[Written problem]
In the concrete crack classification script below, what version of Keras does it install?

[Selected text]
This is a simple script to understand Keras Image Classification to verify whether Concrete Cracked or not (Concrete Crack dataset)



*   Install necessary packages.
*   Download the data also visualizing the same.
*   Splitting the dataset
*   Creating and Training Model
*   Model Prediction
*   Using Metrics to evaluate model












## Packages to Install

In [None]:
!pip install rarfile
!pip install tensorflow-gpu==1.15.0
!pip install Keras==2.3.1

Collecting tensorflow-gpu==1.15.0
  Using cached https://files.pythonhosted.org/packages/a5/ad/933140e74973fb917a194ab814785e7c23680ca5dee6d663a509fe9579b6/tensorflow_gpu-1.15.0-cp36-cp36m-manylinux2010_x86_64.whl
Installing collected packages: tensorflow-gpu
Successfully installed tensorflow-gpu-1.15.0


In [None]:
# Restarting Run time
exit()

(Collection entries)
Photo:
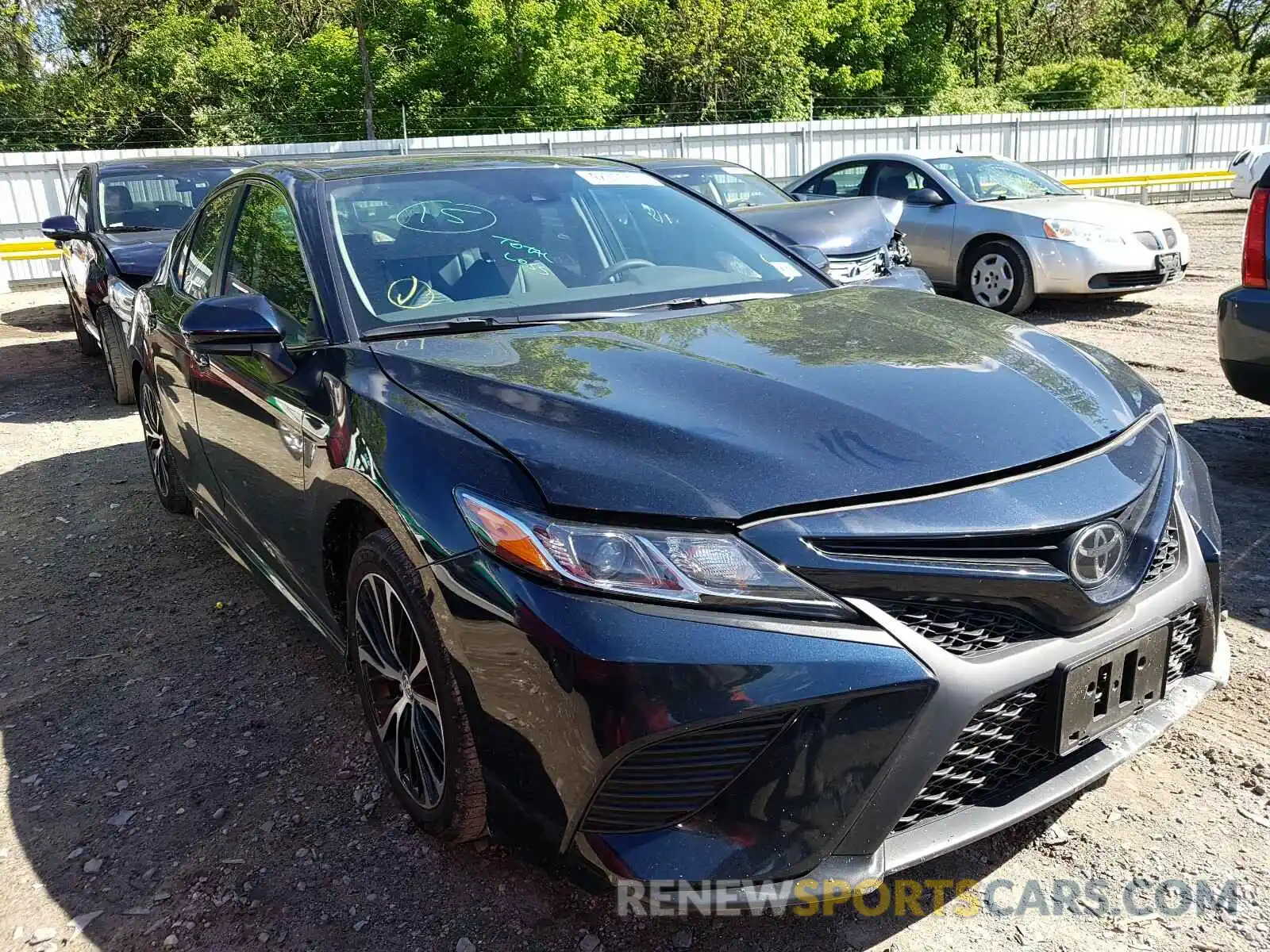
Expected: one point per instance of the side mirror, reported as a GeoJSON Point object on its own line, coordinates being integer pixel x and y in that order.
{"type": "Point", "coordinates": [61, 228]}
{"type": "Point", "coordinates": [232, 325]}
{"type": "Point", "coordinates": [813, 255]}
{"type": "Point", "coordinates": [925, 197]}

[Solution to this task]
2.3.1